Your goal => Rewrite the lines from the one that contains "Note: we are tagging the dark" through the end of the lines, switching "textured" to "rough" and keeping everything else the same. Leave the pictures out.

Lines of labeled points
[Start]

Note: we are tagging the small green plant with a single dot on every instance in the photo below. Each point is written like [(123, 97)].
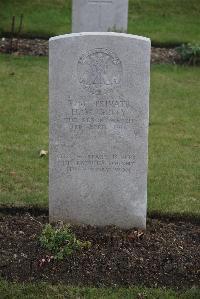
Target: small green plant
[(61, 241), (189, 53)]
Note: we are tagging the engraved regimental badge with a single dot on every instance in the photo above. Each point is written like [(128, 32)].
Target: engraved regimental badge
[(99, 71)]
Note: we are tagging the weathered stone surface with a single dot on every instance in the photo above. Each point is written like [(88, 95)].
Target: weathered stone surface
[(99, 15), (99, 106)]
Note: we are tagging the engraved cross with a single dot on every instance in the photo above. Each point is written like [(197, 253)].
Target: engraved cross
[(101, 4)]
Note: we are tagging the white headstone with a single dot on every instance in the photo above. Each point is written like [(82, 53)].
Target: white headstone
[(99, 15), (99, 107)]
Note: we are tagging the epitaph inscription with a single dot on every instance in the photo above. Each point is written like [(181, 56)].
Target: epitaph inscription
[(99, 91)]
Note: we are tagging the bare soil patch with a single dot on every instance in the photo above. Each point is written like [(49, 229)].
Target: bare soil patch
[(167, 254), (39, 47)]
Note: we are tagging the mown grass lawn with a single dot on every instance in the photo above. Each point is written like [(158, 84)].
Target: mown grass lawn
[(43, 290), (164, 21), (174, 159)]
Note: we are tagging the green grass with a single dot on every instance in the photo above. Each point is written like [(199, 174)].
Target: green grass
[(164, 21), (43, 290), (174, 159)]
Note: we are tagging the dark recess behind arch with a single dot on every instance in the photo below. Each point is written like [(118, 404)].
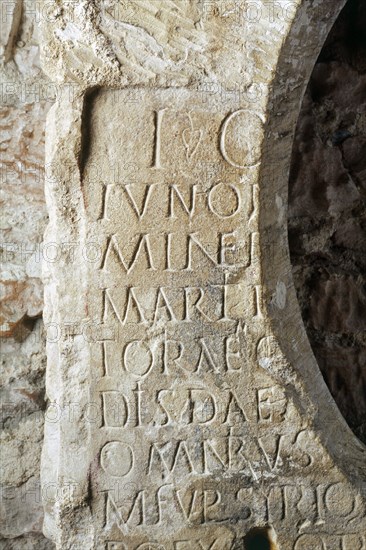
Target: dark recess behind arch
[(327, 213)]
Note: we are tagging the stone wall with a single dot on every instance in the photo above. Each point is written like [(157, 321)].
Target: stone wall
[(325, 229), (25, 99), (327, 213)]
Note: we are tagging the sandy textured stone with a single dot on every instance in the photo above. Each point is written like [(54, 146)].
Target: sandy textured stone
[(25, 98), (327, 209), (187, 408)]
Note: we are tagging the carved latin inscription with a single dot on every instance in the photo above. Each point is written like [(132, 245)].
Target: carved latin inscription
[(189, 422)]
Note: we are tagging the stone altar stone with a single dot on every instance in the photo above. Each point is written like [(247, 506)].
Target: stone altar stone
[(182, 416)]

[End]

Written reply =>
Note: we are tagging the dark recess behind arch with a single dot on every instance in the photo below. Each point is written like [(118, 404)].
Target: dark recess behind arch
[(327, 213)]
Note: we are tagging the stone wall with a single dot on every instance in the photo above. Each point is written like [(157, 321)].
Target: stone wall
[(325, 229), (25, 99), (327, 213)]
Note: we are tagging the sandy rough stone with a single dot on every instance in the photo above. Each point is written like [(54, 146)].
Target: sandy rough stone
[(25, 98), (327, 209), (187, 408)]
Note: we are tagging the carved latin inscription with a single dot on every instance in the photo above. Each point is written like [(132, 245)].
Target: carved latin inscription
[(189, 422)]
Note: we are tagging the stone altar stone with a single dot on every instance in the photo above. Each point is written like [(247, 506)].
Target: stone altar stone
[(182, 416)]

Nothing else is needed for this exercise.